WHAT IS BEING ASKED.
Copy word for word the lines of the items below, from the line containing "Could you point out the succulent" through the line containing "<point>541,346</point>", including both of those lines.

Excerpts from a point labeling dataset
== == ==

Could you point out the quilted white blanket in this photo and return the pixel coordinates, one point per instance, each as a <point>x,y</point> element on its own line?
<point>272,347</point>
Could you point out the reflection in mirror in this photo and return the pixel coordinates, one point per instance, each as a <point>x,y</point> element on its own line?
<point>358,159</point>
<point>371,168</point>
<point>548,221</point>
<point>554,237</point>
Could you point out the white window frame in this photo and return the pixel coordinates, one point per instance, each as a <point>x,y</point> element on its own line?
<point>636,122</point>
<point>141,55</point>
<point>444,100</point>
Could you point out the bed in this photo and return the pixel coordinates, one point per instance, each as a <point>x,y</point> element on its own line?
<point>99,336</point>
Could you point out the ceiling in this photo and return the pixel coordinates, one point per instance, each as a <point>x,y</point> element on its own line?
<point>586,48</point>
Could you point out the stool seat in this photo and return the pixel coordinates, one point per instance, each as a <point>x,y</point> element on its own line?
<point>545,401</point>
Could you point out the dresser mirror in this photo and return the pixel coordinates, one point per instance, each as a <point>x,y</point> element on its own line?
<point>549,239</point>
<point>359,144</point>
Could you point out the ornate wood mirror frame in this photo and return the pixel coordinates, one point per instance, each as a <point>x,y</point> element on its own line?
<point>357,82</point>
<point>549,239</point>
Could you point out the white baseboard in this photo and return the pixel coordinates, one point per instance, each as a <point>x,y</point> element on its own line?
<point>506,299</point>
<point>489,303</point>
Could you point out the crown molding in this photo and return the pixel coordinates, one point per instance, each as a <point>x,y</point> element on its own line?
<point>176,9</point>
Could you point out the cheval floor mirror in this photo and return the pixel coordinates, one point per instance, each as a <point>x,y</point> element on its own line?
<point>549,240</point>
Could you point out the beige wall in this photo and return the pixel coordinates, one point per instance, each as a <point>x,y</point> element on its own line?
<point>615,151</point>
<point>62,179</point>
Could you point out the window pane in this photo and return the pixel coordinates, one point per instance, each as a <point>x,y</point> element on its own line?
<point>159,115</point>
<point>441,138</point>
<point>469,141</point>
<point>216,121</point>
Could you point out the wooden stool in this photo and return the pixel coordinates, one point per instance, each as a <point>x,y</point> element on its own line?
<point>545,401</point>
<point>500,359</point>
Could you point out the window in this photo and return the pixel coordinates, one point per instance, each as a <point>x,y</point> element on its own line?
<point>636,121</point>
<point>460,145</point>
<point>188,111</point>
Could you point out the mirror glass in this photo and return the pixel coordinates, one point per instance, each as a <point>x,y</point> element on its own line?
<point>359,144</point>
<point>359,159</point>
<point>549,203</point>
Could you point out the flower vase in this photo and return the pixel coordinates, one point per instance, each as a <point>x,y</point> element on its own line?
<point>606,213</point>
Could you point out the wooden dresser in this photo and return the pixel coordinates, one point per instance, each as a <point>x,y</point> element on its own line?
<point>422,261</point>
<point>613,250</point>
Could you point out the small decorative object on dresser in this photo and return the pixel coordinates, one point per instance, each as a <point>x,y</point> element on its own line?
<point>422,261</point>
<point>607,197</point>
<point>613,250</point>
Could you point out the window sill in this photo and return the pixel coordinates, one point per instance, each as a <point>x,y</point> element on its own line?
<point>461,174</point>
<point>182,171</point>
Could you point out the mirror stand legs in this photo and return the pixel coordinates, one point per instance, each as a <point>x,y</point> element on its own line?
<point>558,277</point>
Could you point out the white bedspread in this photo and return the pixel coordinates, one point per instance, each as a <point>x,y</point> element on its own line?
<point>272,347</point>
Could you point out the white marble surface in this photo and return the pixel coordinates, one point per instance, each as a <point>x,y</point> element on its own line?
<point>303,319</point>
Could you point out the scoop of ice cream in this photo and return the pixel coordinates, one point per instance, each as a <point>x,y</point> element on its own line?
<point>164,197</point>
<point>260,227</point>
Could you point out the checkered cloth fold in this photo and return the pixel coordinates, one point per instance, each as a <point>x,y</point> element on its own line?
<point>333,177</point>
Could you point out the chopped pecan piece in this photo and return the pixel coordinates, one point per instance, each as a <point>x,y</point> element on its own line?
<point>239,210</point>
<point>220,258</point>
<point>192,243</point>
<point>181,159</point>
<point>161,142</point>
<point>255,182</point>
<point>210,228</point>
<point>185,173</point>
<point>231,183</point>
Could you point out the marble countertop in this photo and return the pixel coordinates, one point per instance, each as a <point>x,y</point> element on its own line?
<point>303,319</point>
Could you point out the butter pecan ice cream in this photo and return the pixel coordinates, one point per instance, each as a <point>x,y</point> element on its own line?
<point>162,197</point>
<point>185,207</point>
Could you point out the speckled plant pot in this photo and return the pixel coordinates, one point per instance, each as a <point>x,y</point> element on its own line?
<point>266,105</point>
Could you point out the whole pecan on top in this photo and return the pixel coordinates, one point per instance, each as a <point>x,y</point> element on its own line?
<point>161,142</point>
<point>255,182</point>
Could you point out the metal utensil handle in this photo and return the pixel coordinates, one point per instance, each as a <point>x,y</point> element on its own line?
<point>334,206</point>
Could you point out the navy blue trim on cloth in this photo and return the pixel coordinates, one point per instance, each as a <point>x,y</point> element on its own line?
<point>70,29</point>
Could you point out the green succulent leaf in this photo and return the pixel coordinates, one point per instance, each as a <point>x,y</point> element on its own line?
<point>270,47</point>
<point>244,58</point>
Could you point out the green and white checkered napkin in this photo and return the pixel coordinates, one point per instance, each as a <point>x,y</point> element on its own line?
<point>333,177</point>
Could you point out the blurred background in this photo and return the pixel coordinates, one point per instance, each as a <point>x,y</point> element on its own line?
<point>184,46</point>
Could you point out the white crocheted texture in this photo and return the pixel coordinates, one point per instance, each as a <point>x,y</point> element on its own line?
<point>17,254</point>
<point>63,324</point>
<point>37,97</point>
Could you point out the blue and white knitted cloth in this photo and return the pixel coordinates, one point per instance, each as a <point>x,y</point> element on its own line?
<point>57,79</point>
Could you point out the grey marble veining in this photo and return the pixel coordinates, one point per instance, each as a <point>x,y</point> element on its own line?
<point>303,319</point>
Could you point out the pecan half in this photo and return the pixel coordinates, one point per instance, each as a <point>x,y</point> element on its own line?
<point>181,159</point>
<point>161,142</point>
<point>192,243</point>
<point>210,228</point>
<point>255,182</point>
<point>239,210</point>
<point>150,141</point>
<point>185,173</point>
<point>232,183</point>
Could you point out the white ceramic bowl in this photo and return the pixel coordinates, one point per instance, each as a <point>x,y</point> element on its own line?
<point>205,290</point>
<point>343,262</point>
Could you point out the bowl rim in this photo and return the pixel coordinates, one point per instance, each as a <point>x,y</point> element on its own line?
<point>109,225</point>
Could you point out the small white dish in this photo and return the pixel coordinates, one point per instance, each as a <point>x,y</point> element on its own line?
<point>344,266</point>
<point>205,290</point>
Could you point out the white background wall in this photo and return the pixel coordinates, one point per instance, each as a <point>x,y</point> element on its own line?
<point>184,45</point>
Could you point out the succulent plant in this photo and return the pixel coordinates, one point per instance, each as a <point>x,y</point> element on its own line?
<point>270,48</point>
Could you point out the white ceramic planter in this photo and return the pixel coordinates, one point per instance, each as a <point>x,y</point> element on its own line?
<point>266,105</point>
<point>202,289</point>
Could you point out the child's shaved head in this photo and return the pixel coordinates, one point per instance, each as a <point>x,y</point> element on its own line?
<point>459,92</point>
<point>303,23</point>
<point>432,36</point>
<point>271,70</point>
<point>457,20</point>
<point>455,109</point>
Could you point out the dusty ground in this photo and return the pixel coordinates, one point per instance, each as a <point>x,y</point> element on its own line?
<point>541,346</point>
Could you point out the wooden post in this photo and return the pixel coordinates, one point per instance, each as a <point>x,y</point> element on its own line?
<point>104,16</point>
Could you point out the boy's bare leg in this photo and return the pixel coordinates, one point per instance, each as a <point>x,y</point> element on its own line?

== == ==

REPLY TO THE TASK.
Could you point out the succulent plant in this photo and return the pixel coordinates, one point per instance, each as a <point>x,y</point> element on its own line?
<point>270,48</point>
Could you point out the white ceramic planter in this photo and return the pixel coordinates, one point per instance, each as a <point>x,y</point> element on its own line?
<point>266,105</point>
<point>202,289</point>
Could you point out the child's shaved head in this photo and return the pixel coordinates, one point per instance, each as a <point>x,y</point> element on its own line?
<point>459,92</point>
<point>303,23</point>
<point>432,36</point>
<point>271,70</point>
<point>457,20</point>
<point>455,109</point>
Could you point out the dusty ground in this photo and return the pixel coordinates, one point per instance, each as a <point>x,y</point> element on its own line?
<point>541,346</point>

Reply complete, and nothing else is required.